▶ About this exercise: Write out exactly the lines that run from the one containing "Target: kidney-shaped pool" to the end of the entries below, with both end lines included.

▶ Data extracts:
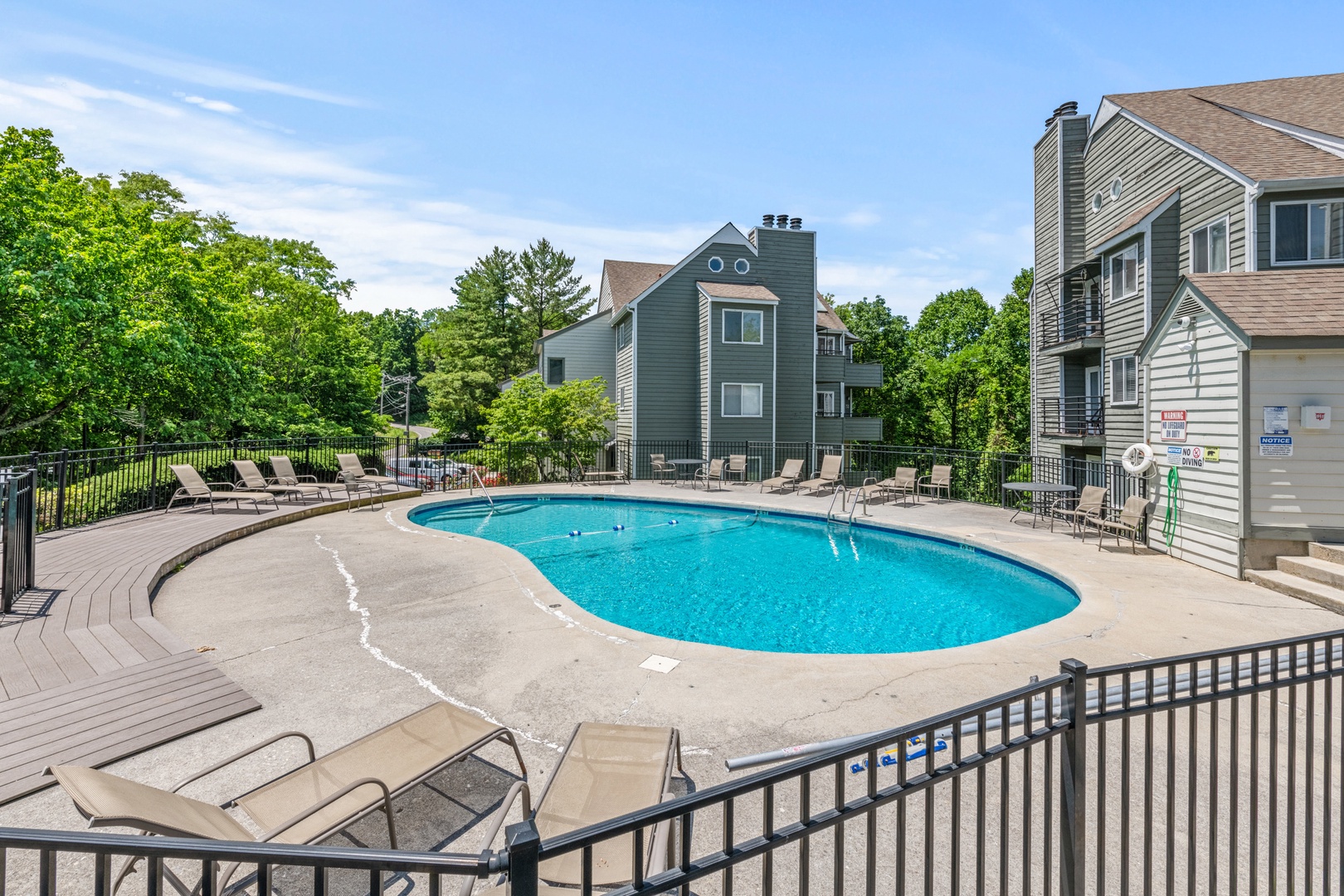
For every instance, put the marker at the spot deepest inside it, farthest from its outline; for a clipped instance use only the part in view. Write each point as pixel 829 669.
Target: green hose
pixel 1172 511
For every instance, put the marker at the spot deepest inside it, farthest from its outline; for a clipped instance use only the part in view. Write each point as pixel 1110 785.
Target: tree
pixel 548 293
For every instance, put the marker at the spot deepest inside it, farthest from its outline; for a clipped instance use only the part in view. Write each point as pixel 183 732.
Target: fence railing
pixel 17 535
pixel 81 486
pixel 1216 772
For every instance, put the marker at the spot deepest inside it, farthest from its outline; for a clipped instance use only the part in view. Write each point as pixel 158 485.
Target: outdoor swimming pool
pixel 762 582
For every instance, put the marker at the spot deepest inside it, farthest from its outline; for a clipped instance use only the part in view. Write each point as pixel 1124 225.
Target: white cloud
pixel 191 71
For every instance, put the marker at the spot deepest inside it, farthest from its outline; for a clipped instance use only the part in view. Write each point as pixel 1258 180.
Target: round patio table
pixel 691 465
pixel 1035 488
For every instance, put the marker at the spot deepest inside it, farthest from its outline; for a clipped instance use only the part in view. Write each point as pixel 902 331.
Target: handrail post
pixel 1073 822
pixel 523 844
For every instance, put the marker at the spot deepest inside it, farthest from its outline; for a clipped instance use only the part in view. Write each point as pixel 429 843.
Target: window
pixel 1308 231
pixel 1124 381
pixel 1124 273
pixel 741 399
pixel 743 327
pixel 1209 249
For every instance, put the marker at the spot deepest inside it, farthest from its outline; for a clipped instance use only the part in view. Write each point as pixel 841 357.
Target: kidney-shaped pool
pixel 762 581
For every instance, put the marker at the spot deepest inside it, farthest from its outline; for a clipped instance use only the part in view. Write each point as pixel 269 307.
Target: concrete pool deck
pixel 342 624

▶ Solution for this task:
Target: kidney-shaped pool
pixel 762 581
For every instance, put the marker at the spot deepest inside it, farthest from its outline; for a clipped instance use only the part in view. Write each point as pixel 269 307.
Target: concrete pool deck
pixel 342 624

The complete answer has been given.